Alexis Merizalde Knapp (born July 31, 1989) is an American actress. She portrayed Stacie Conrad in the Pitch Perfect film series (2012–2017), Alexis in the party film Project X (2012), and appeared on the first season of the TBS comedy Ground Floor.

Early life
Knapp was born in Avonmore, Pennsylvania, the daughter of Marjorie and Bradford Elwood Knapp. She grew up in North Carolina before moving to Los Angeles when she was 18.

Career
At age 18, Knapp moved to Los Angeles. There in 2008 she hosted a popular internet video series titled 'Project Lore', a show about the video game World of Warcraft, and also worked as a model before breaking into acting. She appeared in background roles in Percy Jackson & the Olympians: The Lightning Thief as Aphrodite Girl #9 and in Couples Retreat as a Dance Academy Girl. In 2012, Knapp appeared in her first major roles, playing Alexis in Project X, and as Stacie Conrad in the hit film Pitch Perfect, a sex-crazed Barden Bella. She reprised her role in the latter's 2015 sequel, with a brief cameo in the 2017 sequel.

• Stored data:
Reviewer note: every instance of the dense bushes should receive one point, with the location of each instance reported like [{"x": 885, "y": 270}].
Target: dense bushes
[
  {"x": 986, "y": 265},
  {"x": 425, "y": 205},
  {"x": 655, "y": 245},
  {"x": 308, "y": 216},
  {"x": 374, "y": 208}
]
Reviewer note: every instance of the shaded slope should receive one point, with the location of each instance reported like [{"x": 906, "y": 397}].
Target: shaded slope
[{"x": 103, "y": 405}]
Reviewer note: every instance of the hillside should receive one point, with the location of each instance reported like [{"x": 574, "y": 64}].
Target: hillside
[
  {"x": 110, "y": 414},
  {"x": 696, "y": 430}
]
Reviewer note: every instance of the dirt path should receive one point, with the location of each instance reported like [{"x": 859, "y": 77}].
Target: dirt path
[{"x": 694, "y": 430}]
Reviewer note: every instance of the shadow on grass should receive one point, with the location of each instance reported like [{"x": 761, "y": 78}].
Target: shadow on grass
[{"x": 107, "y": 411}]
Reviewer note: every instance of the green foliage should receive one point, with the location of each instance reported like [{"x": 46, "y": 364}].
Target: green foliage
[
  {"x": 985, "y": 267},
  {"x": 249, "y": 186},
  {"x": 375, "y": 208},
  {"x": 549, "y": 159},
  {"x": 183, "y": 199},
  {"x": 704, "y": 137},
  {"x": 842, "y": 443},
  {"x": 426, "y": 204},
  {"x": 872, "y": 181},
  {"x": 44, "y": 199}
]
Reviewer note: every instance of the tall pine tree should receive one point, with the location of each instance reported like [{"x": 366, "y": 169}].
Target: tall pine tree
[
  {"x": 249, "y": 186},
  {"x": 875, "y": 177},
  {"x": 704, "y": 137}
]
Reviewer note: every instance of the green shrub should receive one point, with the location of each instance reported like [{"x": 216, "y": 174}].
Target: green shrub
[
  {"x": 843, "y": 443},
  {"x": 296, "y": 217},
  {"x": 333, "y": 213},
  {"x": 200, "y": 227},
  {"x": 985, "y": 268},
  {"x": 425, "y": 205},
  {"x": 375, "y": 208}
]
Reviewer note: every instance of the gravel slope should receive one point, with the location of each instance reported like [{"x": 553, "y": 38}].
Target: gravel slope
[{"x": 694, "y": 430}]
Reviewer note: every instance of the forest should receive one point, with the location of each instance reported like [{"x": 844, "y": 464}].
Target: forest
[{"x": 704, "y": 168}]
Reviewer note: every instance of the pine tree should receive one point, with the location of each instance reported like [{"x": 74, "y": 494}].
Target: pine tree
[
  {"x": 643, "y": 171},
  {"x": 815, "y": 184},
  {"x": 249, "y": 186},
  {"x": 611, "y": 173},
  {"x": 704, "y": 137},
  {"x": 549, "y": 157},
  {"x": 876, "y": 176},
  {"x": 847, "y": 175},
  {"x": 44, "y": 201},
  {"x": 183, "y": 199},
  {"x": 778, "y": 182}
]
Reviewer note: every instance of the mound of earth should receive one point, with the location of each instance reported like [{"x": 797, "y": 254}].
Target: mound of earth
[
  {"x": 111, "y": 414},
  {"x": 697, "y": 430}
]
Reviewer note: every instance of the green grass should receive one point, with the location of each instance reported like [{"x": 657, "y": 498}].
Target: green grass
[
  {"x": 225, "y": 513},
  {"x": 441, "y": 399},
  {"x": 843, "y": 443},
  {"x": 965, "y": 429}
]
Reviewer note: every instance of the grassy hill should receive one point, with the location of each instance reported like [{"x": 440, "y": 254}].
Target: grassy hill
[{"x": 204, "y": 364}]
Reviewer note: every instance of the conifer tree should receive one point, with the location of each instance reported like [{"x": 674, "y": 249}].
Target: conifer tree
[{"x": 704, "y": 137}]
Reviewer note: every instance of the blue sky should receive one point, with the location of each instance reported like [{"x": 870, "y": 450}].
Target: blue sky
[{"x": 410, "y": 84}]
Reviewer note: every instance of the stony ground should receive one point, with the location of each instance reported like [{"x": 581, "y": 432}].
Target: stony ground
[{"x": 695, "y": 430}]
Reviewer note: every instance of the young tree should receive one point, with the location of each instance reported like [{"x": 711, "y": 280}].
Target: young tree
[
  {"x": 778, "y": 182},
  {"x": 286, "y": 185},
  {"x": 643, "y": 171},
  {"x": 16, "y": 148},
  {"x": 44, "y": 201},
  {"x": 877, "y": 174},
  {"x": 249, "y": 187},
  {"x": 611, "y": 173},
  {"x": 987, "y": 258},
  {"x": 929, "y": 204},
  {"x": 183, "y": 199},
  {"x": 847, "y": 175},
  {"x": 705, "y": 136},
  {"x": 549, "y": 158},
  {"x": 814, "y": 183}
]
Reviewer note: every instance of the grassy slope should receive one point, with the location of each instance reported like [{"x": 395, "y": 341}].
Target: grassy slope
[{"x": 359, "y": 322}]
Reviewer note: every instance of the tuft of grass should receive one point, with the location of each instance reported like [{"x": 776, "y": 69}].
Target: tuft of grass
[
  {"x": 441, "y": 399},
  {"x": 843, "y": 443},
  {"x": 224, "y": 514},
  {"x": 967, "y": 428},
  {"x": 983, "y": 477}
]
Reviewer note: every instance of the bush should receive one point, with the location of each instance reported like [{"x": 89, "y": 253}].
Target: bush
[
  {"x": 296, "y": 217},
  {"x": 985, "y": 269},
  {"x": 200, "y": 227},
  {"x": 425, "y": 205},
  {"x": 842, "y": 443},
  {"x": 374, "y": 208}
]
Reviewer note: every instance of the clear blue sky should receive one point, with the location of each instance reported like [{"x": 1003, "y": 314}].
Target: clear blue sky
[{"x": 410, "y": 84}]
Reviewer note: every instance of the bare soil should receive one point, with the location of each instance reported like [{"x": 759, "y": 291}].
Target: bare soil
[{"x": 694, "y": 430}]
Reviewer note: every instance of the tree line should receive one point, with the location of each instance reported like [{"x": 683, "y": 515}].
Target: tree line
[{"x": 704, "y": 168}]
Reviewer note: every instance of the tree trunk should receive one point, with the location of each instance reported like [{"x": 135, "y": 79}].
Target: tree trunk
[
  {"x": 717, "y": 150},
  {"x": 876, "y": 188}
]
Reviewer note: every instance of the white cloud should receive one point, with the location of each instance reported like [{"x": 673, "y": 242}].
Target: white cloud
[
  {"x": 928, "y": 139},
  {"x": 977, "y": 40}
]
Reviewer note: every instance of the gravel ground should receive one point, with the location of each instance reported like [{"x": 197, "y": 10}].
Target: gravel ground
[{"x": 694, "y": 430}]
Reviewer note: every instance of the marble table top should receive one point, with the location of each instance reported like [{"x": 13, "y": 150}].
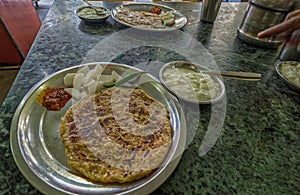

• Problem requirements:
Transcribe the stretch of the Alexis Knapp biography from "Alexis Merizalde Knapp" through "comedy Ground Floor.". Work only from the Alexis Knapp biography.

• Solution to this task:
Alexis Merizalde Knapp (born July 31, 1989) is an American actress. She portrayed Stacie Conrad in the Pitch Perfect film series (2012–2017), Alexis in the party film Project X (2012), and appeared on the first season of the TBS comedy Ground Floor.